News from Bob Jehn of Burney-Fall River Rotary Club:

During President’s Day Weekend, five Interact students from Burney and Fall River High Schools traveled with five adult advisors to Agua Prieta, Mexico to perform community service alongside members of the Rotary Club and Rotaract Club of Agua Preita.


Interact students Alexus Bellino and Kaitlin Estes talk with a resident of the nursing home in Agua Prieta, Mexico.

Heather Cook and other Interact students paint an amphitheater in Agua Prieta, Mexico.

Students cooked hamburgers for 200 children in an underserved neighborhood, painted an amphitheater that had previously been a site for drug sales, handed out soccer balls to children at an after-school foster child facility, painted a mural they designed on the wall of the dining room at a nursing home, visited a local high school where they interested students in forming an Interact Club, and painted classrooms at a school for disabled children.
************
▸ **Requirement 1**
Answer these questions using the Interact trip report:
(a) How many Interact students traveled to Agua Prieta?
(b) Which two students talk with a resident of the nursing home?
(c) For how many children did the students cook hamburgers?
▸ **Requirement 2**
Repeat word for word the passage of the Interact trip report from "Interact students Alexus" up to and including "amphitheater in Agua Prieta, Mexico.".
The data that come next are separate material with no connection to the Interact trip report.
************
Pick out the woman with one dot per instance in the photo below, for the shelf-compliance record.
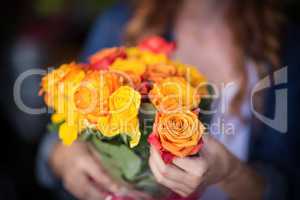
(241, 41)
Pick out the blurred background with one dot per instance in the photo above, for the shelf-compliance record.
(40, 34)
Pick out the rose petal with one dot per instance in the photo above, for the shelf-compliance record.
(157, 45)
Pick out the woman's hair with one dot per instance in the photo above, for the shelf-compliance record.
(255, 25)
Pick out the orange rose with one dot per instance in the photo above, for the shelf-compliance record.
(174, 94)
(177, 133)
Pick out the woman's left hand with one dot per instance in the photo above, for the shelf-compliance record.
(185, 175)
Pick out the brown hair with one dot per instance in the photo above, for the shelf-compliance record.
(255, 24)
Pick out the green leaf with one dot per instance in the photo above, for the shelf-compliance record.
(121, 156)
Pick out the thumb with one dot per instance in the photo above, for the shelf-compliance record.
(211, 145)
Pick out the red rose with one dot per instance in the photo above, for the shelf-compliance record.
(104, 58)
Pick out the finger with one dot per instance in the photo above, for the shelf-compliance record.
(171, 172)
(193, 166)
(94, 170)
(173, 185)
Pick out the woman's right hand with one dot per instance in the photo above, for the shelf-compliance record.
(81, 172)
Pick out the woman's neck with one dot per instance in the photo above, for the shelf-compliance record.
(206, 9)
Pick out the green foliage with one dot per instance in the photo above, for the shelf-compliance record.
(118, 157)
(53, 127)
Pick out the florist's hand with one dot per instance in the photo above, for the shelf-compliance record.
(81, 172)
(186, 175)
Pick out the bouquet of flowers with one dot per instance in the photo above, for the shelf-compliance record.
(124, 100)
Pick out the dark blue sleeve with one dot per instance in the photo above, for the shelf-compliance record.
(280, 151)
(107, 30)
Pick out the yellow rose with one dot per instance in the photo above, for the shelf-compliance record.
************
▸ **Exercise solution 1**
(a) Five.
(b) Alexus Bellino and Kaitlin Estes.
(c) 200.

▸ **Exercise solution 2**
Interact students Alexus Bellino and Kaitlin Estes talk with a resident of the nursing home in Agua Prieta, Mexico.

Heather Cook and other Interact students paint an amphitheater in Agua Prieta, Mexico.